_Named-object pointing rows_
::::::
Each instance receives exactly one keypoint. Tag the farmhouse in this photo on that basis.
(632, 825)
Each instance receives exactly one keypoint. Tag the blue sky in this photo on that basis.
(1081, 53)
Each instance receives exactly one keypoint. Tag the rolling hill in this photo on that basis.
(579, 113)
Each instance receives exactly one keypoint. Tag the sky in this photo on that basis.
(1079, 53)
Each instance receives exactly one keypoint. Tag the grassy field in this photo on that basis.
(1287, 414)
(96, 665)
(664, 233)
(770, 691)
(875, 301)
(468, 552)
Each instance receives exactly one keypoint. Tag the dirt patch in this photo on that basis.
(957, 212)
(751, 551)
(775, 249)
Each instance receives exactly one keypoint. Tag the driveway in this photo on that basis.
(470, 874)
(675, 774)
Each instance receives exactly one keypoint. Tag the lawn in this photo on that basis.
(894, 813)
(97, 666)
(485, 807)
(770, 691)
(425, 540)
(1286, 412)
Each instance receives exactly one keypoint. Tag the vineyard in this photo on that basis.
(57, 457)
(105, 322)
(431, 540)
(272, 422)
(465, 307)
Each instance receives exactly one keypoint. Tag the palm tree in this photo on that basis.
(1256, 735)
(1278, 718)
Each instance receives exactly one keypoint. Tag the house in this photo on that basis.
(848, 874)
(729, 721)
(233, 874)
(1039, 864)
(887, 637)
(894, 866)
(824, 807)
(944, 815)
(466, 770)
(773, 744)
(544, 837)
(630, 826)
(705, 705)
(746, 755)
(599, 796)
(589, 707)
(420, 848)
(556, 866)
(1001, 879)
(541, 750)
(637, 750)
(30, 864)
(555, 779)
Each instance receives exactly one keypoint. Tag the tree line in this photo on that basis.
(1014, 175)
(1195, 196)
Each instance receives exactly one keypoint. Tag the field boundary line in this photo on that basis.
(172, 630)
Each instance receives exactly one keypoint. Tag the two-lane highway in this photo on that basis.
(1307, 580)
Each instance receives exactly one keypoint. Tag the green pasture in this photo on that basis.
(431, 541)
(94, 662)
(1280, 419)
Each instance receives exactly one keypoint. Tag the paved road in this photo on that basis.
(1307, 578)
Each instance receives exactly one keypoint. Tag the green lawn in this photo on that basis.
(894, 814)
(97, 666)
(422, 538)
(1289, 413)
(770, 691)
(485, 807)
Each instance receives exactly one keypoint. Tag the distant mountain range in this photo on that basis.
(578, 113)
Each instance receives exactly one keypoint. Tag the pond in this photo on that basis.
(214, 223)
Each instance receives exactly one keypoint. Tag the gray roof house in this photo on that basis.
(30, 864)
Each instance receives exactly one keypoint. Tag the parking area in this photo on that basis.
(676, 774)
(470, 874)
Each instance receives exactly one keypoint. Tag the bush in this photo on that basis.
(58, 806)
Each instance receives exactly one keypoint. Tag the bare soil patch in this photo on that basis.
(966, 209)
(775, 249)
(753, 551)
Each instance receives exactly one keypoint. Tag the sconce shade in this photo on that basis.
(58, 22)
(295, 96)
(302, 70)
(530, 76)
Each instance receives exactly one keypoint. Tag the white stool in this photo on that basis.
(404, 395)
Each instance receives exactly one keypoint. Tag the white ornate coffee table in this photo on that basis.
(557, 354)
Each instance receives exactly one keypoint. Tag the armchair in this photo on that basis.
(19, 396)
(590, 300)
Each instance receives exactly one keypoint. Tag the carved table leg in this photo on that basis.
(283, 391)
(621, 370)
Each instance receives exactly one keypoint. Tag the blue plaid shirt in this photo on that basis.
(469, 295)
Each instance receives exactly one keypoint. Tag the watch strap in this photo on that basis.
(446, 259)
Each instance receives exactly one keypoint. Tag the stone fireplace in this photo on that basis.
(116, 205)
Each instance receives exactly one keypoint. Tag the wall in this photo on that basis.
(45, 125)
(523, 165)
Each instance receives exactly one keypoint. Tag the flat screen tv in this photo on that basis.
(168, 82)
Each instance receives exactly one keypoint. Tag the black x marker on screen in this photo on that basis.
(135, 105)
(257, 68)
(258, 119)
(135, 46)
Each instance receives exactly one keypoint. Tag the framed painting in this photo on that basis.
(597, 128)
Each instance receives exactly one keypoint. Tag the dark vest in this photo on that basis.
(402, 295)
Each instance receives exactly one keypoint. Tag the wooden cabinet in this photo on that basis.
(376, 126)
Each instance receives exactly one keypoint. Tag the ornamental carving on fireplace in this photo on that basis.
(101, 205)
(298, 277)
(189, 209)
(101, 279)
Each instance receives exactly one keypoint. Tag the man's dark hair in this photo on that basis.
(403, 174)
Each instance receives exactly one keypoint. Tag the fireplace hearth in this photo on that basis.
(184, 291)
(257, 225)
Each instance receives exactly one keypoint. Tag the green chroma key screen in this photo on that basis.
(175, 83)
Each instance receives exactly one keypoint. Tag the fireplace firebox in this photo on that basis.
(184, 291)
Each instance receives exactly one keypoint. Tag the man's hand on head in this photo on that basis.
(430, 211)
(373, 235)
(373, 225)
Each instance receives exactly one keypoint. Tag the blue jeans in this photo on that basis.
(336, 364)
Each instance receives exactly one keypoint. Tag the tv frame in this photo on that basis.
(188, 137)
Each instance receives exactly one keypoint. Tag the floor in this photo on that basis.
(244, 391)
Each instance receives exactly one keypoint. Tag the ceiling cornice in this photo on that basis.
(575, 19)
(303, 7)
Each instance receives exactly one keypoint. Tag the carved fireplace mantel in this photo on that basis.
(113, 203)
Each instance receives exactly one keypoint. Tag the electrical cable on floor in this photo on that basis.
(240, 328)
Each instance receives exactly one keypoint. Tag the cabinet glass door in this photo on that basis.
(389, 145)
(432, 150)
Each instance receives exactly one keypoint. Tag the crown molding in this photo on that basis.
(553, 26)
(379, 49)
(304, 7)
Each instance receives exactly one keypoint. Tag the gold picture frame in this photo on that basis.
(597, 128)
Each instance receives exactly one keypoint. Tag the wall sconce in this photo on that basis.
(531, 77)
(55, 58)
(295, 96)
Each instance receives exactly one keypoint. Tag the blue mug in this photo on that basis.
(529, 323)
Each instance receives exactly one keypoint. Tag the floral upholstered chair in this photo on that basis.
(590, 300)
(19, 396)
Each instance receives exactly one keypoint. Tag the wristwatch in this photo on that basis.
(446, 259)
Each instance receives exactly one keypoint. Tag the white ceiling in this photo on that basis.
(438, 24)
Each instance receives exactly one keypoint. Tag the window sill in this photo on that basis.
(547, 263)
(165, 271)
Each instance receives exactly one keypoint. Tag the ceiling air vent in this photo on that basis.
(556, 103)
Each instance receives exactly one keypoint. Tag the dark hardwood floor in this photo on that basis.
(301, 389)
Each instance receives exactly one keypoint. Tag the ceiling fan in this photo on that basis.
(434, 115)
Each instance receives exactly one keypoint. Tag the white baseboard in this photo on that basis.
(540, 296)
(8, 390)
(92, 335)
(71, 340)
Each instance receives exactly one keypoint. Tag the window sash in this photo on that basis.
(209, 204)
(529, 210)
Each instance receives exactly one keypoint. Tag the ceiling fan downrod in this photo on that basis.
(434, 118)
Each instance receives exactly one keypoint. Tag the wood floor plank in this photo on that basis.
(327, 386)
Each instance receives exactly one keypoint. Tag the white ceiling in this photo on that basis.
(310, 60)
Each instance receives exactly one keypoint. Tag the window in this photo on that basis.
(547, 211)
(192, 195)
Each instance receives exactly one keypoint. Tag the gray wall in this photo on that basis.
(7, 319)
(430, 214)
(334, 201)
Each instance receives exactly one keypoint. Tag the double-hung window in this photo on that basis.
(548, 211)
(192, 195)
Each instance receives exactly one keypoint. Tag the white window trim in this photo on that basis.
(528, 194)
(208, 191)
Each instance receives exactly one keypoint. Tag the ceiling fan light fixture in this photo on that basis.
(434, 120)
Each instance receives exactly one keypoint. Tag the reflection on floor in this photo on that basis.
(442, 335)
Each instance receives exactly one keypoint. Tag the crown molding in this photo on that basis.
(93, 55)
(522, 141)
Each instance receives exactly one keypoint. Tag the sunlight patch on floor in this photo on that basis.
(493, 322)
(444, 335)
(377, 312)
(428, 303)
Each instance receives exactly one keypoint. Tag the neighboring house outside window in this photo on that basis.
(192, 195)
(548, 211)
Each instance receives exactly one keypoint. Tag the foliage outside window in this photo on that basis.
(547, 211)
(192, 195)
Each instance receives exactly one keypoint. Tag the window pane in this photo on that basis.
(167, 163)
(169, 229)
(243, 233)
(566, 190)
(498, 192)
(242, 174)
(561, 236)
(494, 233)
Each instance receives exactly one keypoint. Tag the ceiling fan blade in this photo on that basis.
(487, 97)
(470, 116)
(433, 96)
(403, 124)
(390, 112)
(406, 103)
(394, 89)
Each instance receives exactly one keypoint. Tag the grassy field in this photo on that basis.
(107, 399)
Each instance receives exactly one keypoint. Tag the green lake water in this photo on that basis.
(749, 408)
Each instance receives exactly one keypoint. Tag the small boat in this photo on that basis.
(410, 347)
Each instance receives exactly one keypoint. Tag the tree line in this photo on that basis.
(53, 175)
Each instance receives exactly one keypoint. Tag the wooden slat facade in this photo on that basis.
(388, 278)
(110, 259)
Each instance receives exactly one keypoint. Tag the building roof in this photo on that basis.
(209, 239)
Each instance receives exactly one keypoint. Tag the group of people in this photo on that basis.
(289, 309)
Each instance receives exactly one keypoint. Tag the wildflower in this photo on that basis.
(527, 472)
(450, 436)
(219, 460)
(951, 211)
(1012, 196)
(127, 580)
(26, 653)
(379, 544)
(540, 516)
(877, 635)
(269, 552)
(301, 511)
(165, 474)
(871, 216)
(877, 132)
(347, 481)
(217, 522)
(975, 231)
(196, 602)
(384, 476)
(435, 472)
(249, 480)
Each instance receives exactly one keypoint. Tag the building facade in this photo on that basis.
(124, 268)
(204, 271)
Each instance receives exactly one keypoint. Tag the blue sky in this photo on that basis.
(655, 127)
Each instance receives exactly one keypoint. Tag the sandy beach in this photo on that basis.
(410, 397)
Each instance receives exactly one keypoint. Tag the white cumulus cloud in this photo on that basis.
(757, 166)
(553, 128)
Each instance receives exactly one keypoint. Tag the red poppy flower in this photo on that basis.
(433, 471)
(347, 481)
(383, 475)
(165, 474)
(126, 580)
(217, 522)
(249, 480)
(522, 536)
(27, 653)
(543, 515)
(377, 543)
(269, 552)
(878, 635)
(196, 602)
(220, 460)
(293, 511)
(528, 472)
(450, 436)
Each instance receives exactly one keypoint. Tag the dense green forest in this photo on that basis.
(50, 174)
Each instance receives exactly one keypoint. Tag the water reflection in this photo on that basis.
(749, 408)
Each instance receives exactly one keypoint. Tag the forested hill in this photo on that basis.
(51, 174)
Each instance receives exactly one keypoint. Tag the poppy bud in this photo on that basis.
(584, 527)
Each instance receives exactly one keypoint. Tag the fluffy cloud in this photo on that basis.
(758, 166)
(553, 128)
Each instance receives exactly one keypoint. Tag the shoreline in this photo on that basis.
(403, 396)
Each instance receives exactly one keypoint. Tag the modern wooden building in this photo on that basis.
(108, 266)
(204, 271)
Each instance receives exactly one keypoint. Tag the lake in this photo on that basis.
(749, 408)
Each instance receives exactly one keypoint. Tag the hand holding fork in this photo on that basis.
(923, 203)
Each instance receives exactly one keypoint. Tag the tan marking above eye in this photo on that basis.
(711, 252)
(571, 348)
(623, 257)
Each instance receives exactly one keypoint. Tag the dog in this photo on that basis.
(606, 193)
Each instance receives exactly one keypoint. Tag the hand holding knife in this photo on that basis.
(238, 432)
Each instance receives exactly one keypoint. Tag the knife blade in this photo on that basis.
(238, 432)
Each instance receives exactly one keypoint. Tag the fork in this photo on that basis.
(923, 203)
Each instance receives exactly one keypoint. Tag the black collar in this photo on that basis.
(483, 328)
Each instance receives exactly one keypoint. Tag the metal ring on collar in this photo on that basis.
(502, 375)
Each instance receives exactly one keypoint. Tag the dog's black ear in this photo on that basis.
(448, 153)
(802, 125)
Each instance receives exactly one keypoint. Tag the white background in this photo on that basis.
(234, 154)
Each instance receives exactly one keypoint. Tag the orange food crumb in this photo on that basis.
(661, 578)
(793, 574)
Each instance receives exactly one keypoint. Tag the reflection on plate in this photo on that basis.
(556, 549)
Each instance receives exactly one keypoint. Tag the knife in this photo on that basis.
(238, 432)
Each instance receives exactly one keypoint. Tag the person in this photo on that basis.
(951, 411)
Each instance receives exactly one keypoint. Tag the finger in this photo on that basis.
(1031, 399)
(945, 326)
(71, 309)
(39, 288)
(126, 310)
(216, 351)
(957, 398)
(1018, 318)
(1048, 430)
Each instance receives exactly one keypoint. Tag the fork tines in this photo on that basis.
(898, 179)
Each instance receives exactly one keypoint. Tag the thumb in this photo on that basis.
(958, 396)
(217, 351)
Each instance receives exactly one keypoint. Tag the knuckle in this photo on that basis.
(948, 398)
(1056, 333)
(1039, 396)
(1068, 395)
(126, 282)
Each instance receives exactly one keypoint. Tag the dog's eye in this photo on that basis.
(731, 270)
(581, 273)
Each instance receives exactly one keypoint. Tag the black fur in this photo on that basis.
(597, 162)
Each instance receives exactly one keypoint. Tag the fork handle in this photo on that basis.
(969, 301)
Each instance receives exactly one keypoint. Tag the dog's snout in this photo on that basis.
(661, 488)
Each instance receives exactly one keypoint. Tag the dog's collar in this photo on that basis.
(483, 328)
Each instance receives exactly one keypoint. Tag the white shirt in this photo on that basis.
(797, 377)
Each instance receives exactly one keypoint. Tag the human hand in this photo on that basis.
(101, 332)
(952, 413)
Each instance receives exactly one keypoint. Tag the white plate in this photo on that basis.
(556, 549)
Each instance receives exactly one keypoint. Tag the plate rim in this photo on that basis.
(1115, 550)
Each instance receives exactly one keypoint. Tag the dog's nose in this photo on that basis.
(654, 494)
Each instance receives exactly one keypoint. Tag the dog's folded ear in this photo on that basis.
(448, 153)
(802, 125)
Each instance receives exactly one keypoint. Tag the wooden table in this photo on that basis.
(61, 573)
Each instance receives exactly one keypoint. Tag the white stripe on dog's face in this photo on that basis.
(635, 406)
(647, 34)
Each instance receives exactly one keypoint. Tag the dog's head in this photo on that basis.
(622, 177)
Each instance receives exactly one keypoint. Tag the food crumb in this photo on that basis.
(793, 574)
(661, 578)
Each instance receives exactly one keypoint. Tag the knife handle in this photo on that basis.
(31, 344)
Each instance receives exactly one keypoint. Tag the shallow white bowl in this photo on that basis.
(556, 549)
::::::
Copy out again, unchanged, the stretch from the start of the rows through the line containing "(1286, 412)", with both ends included.

Each instance receives exactly one keypoint. Tag the farmhouse in this photo on that basis.
(632, 825)
Each instance receives exactly one keypoint. Tag the blue sky in this photo on that basis.
(1081, 53)
Each instance receives exactly one keypoint. Tag the rolling hill in this photo on that basis.
(579, 113)
Each instance receives exactly one keypoint. Tag the sky in this photo on that basis.
(1079, 53)
Each instance receives exactly one keypoint. Tag the grassy field in this photo on that basis.
(1287, 414)
(96, 665)
(664, 233)
(770, 691)
(875, 301)
(468, 552)
Each instance receives exactly one keypoint. Tag the dirt patch in this photo on that basis.
(957, 212)
(751, 551)
(775, 249)
Each instance receives exactly one keypoint. Tag the driveway in this photo on that basis.
(470, 874)
(675, 774)
Each instance receives exactly one keypoint. Tag the lawn in this photo on that basis.
(894, 813)
(97, 666)
(485, 807)
(770, 691)
(425, 540)
(1286, 412)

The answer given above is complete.